◆ Consigne 1: Reformulez sous forme de liste le paragraphe de l'extrait sur la Colombie qui commence par « Un conflit qui durait depuis 52 ans », en conservant ses faits principaux.
◆ Consigne 2: D'après l'extrait sur la Colombie, à quelle date tombe l'anniversaire de la mort du frère de Robinson Salas ?
◆ Consigne 3: Rédigez la suite de l'extrait sur la Colombie, en reprenant après sa dernière phrase.

Un conflit qui durait depuis 52 ans, qui a provoqué la mort de 220 000 personnes et bouleversé la vie de plus de huit millions de personnes en Colombie, a pris fin en juillet 2017. La FAO aide la Colombie à mettre en œuvre la paix négociée en fournissant une assistance dans les domaines des droits fonciers et du développement rural. ©Patrick Zachmann / Magnum Photos for FAO
«L'anniversaire de la mort de mon frère est le 26 juillet. Il a été tué il y a 27 ans,» dit Robinson Salas. Robinson fait partie des millions de personnes qui ont été déplacées de leurs foyers et de leurs terres par le conflit armé entre le Gouvernement colombien et le groupe rebelle des FARC (Forces armées révolutionnaires de Colombie). Ce conflit de 52 ans a provoqué la mort de 220 000 Colombiens et bouleversé la vie de plus de huit millions de personnes.

◆ Données affichées:
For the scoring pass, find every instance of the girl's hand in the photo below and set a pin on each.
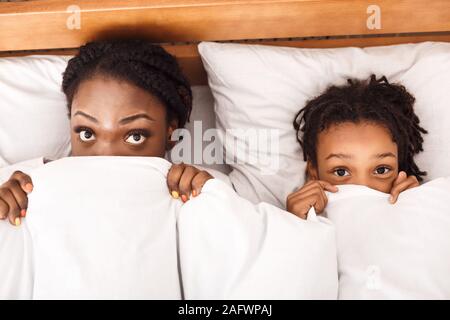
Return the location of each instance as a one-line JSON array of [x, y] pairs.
[[14, 197], [312, 194], [184, 180], [402, 183]]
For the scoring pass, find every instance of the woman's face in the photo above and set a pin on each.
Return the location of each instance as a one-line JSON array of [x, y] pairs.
[[356, 153], [110, 117]]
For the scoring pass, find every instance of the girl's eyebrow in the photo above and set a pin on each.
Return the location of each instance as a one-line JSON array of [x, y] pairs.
[[339, 155], [384, 155], [135, 117], [81, 113]]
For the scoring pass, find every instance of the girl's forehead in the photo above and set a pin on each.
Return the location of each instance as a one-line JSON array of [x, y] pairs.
[[356, 137]]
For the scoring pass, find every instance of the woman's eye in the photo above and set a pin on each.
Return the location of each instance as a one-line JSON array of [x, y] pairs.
[[341, 172], [86, 135], [135, 138], [382, 170]]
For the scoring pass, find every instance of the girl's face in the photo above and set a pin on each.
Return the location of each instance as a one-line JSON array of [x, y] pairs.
[[110, 117], [356, 153]]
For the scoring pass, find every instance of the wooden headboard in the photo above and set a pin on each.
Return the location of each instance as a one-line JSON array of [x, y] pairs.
[[60, 26]]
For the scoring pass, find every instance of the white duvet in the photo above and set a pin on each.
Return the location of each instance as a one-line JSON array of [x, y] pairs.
[[106, 227], [387, 251]]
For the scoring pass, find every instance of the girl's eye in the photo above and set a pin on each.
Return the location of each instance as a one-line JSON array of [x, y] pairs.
[[382, 170], [341, 172], [136, 138], [86, 135]]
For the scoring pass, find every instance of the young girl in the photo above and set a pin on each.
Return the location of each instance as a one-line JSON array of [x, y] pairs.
[[125, 98], [365, 133]]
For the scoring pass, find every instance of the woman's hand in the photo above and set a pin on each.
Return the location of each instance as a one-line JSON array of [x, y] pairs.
[[184, 180], [312, 194], [402, 183], [14, 197]]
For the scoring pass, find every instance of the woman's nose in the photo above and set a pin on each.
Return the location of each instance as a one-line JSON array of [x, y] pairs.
[[104, 149]]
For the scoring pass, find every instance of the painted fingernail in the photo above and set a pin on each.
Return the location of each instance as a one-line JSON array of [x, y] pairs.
[[28, 187]]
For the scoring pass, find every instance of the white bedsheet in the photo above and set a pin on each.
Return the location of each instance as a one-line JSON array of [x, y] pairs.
[[106, 227], [387, 251]]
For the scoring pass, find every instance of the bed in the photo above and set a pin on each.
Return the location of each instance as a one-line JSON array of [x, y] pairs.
[[58, 27], [197, 32]]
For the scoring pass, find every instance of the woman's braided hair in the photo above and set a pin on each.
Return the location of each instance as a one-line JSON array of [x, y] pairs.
[[374, 100], [146, 65]]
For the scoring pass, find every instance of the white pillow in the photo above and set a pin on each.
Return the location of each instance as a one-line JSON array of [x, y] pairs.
[[387, 251], [33, 112], [263, 87], [232, 249], [103, 228]]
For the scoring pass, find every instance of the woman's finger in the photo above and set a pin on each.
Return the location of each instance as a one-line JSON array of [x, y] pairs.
[[185, 182], [14, 209], [173, 179], [198, 182], [4, 209], [19, 195]]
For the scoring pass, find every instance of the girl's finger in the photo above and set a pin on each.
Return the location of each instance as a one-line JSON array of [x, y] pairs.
[[396, 190], [400, 178], [24, 181], [310, 192], [301, 207]]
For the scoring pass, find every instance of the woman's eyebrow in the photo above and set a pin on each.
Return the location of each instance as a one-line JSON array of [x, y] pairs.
[[81, 113], [339, 155], [135, 117], [384, 155]]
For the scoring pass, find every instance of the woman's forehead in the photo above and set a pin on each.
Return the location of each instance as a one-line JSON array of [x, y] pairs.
[[100, 95]]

◆ Résultat 1:
- Durée du conflit en Colombie : 52 ans
- Bilan : 220 000 morts et plus de huit millions de personnes dont la vie a été bouleversée
- Fin du conflit : juillet 2017
- Rôle de la FAO : aider la Colombie à mettre en œuvre la paix négociée
- Domaines de l'assistance : droits fonciers et développement rural

◆ Résultat 2: Le 26 juillet.

◆ Résultat 3:
«La situation empirait jour après jour du fait des violences toujours plus fréquentes qui nous ont contraints à abandonner nos terres. J’ai décidé de partir car j’étais marié et j’avais deux enfants. J’étais en permanence terrorisé du fait de la présence de ces personnes (les FARC).»
Robinson et sa famille ont essayé de rester sur leurs terres, mais à un certain moment, quand la situation est devenue trop dangereuse, ils ont été obligés d’abandonner leurs terres. Ils ont déménagé dans la ville de Corozal qui se trouve à une dizaine de kilomètres de chez eux.
«Mon père a continué de faire des allers-retours pour aller travailler sur ses terres jusqu'à ce qu'il décède d'une crise cardiaque en 2003. Il allait travailler pendant la journée, mais rentrait le soir car c’était dangereux. Puis un de mes frères a décidé de s’occuper de nos terres jusqu’à ce qu’il soit tué (par des hommes armés) en 2006. Un autre de mes frères a été tué en 2007. Après ces tristes épisodes, nous avons abandonné définitivement nos terres,» explique Robinson. Robinson a perdu une grande partie de sa famille, ses moyens de subsistance et ses terres ancestrales à cause du conflit.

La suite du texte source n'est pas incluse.